▶ _WORK TO BE COMPLETED_
Extract, verbatim, the part of the entries below that opens with the line containing "Where can the distant" and continues through the final entry, including both ends.

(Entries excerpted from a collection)
>> start
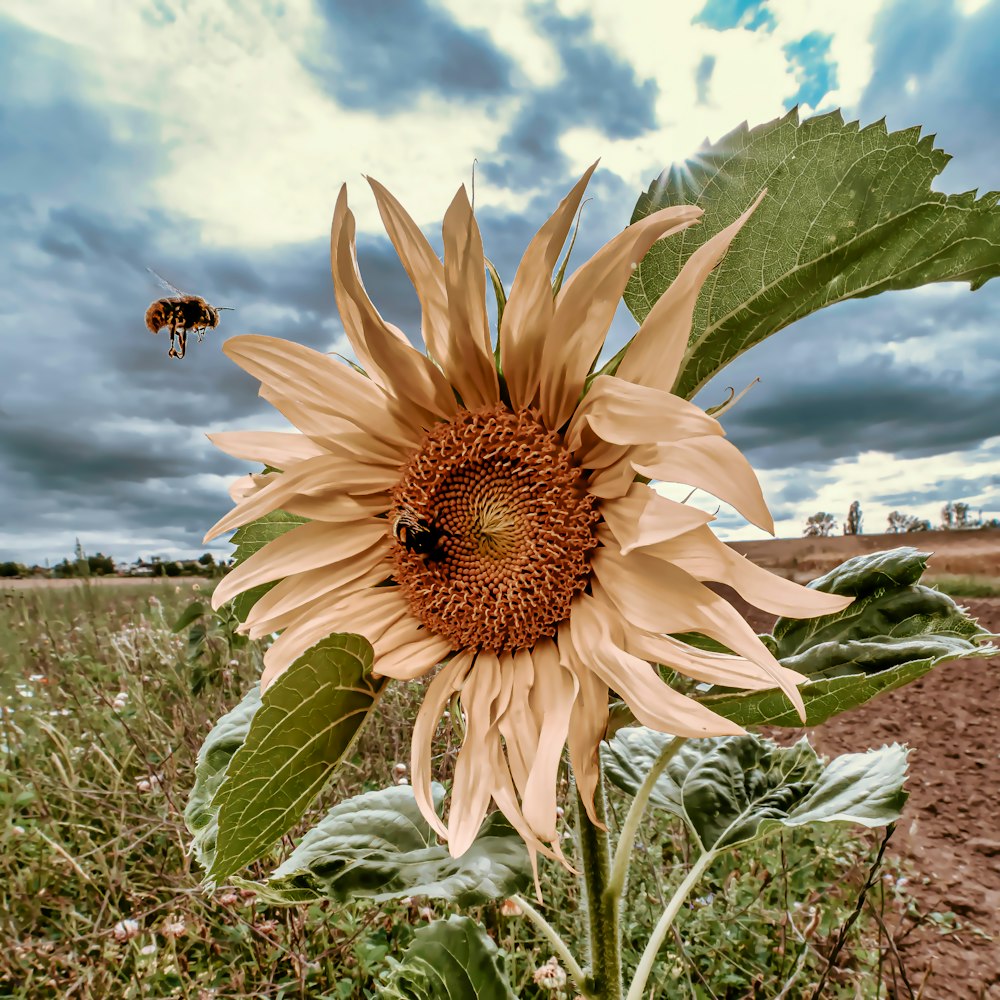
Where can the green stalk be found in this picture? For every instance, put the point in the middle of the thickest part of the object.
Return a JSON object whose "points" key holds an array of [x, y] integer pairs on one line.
{"points": [[645, 967], [626, 840], [552, 936], [605, 980]]}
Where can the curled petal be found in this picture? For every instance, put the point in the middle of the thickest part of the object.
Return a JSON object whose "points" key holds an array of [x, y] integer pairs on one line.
{"points": [[702, 555], [712, 464], [305, 547], [587, 724], [274, 448], [404, 371], [598, 629], [622, 413], [471, 364], [587, 303], [659, 597], [654, 356], [643, 517], [529, 310], [444, 684]]}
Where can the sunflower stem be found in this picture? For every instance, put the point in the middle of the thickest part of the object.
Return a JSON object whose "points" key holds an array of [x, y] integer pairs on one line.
{"points": [[637, 989], [626, 839], [605, 979], [552, 936]]}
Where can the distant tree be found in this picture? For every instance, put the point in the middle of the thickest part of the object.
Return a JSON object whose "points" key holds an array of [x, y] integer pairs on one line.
{"points": [[101, 565], [901, 523], [852, 526], [821, 524]]}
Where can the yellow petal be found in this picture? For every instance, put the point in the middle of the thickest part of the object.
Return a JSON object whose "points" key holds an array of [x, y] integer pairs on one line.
{"points": [[518, 725], [654, 356], [274, 448], [553, 695], [305, 547], [702, 555], [406, 373], [712, 668], [470, 358], [471, 789], [426, 273], [659, 597], [299, 589], [324, 385], [529, 309], [586, 305], [712, 464], [324, 476], [587, 724], [444, 684], [642, 517], [598, 629], [622, 413]]}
>> end
▶ _RESULT_
Where can the distant tree be found in this picture? For every instance, put the point in the middle of the thickest part of the object.
Return a JSON object whose "points" key holds an array of [x, y] integer pairs on one line.
{"points": [[101, 565], [901, 523], [852, 526], [821, 524]]}
Where can the yellow petal be found in this picture? For every instance, put the point in the middle of the thickest part of the object.
Return a JSON object whose "points" key holds an array of [x, y] integer pairs on one line.
{"points": [[518, 725], [654, 356], [274, 448], [553, 695], [305, 547], [702, 555], [406, 373], [712, 668], [470, 358], [471, 789], [426, 273], [659, 597], [299, 589], [324, 385], [529, 309], [586, 305], [712, 464], [324, 476], [587, 724], [444, 684], [642, 517], [598, 629], [622, 413]]}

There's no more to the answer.